• Exercise instructions: Please return every line of the records below unchanged and in the same order.

[Records from a data collection]
——————
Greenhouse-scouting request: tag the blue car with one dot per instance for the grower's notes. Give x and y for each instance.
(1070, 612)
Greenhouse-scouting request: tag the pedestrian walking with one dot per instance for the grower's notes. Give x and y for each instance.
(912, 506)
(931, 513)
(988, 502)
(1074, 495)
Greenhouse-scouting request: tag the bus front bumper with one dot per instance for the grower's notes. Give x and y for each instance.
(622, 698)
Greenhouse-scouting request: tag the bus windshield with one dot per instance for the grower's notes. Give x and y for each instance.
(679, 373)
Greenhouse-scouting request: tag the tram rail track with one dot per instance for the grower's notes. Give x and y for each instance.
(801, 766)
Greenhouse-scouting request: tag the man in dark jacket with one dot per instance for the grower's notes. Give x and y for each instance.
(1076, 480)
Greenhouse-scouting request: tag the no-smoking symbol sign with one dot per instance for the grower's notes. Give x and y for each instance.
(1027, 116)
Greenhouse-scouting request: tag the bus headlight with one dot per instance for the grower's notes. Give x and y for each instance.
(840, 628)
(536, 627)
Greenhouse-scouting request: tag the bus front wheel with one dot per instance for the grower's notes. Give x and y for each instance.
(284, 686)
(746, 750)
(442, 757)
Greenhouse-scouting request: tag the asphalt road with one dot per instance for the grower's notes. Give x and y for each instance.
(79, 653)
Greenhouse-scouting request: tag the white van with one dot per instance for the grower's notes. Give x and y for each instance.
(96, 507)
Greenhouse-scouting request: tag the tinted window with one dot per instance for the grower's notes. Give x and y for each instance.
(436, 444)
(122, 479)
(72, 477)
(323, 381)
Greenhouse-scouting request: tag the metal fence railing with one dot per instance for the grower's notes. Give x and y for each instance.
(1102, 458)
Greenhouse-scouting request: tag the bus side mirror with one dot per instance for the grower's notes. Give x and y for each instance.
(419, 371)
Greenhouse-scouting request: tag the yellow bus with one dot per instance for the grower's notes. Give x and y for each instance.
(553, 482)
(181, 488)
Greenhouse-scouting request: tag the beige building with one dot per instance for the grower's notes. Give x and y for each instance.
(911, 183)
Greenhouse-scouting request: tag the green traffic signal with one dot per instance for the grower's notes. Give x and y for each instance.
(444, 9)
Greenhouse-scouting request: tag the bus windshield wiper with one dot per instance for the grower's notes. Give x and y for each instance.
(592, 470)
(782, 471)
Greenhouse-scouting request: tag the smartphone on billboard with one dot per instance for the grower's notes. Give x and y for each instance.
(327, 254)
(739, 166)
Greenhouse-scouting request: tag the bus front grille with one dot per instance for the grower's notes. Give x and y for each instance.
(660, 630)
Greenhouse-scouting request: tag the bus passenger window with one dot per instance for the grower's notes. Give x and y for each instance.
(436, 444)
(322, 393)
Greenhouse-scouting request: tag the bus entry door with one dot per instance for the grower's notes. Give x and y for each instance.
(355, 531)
——————
• Written answer:
Greenhouse-scouting request: tag the blue car with one dot per instance for the grower's notes. Give x and y for each instance.
(1070, 612)
Greenhouse-scouting request: tag the pedestrian walking with one dot per instance for the grower's notes. Give x and y for each instance.
(912, 506)
(931, 513)
(988, 502)
(1074, 495)
Greenhouse-scouting request: tag the bus front bumper with one dot per instance for the grower's notes. Give x and y for each instance.
(622, 698)
Greenhouse-scouting request: tag the bus windshield with one dot per instance for the grower's notes. Give x and y for each instance.
(679, 373)
Greenhouse-scouting request: tag the tram rail track with one dot per instance for the grower's notes. Give x and y for each instance.
(801, 766)
Greenhouse-scouting request: tag the man in dark jacket with one dot per instance for the grower's notes. Give x and y for each instance.
(1076, 480)
Greenhouse-scouting request: tag the no-smoking symbol sign with one dot per instance for the grower's notes. Give x and y for each instance.
(1027, 116)
Greenhouse-scouting request: tag the bus headlight with one dot per instance for the grower's notes. Give x and y for each instance.
(840, 628)
(536, 627)
Greenhouse-scouting request: tag the bus front wheel with one dot per instance for the grower's notes. Give x and y for each instance.
(284, 686)
(746, 750)
(442, 757)
Greenhouse-scouting request: tag the asphalt road with one dot per instance for the grower's notes. Give x and y for each instance.
(79, 653)
Greenhouse-scouting request: tag the white van with one dot per instance for the grower's notes. Give x and y for each instance.
(96, 507)
Greenhouse-scouting request: tag the tinted window with one dot per instance for the grower's notes. Give x and y for each instance.
(436, 444)
(122, 479)
(72, 477)
(323, 381)
Greenhouse-scouting request: tag the metal fence railing with one dot per instance for the grower's notes. Give x and y for each instance.
(1102, 458)
Greenhouse-scouting request: tag the bus side mirror with one dot per instance for the grower's notes. Give x and y for each instance.
(419, 371)
Greenhouse-scouting request: tag the yellow bus with one dot per instance for the grower's notes. Give x and y for each instance.
(553, 482)
(181, 488)
Greenhouse-scouting request: tag the beige building with one dot per instance for the grower's notes. Give x and y for each instance.
(911, 183)
Greenhouse-scouting request: tag the green traffic signal with one dot per instance for the grower's notes. Give x and y for each instance.
(444, 9)
Greenhouse-scouting request: tag the bus windshield wiper with one dot per instance for the grower's notes. Give x and y for each instance.
(592, 470)
(782, 471)
Greenhouse-scouting request: tag the smartphone on billboard with one dot per instance for the grower's notes. Give x and y for each instance.
(327, 254)
(739, 166)
Greenhouse-scouting request: tag the bus front grille with one dot per instance for the grower's notes. Give x and y for each instance.
(660, 630)
Greenhouse-scouting request: tag the bus passenger window with one dot per instance for the grower's notes. Give x and y for each instance.
(436, 444)
(322, 393)
Greenhouse-scouting request: tag the bus entry door with one dot per instance for the grower's notes. Give x and y for each instance.
(355, 531)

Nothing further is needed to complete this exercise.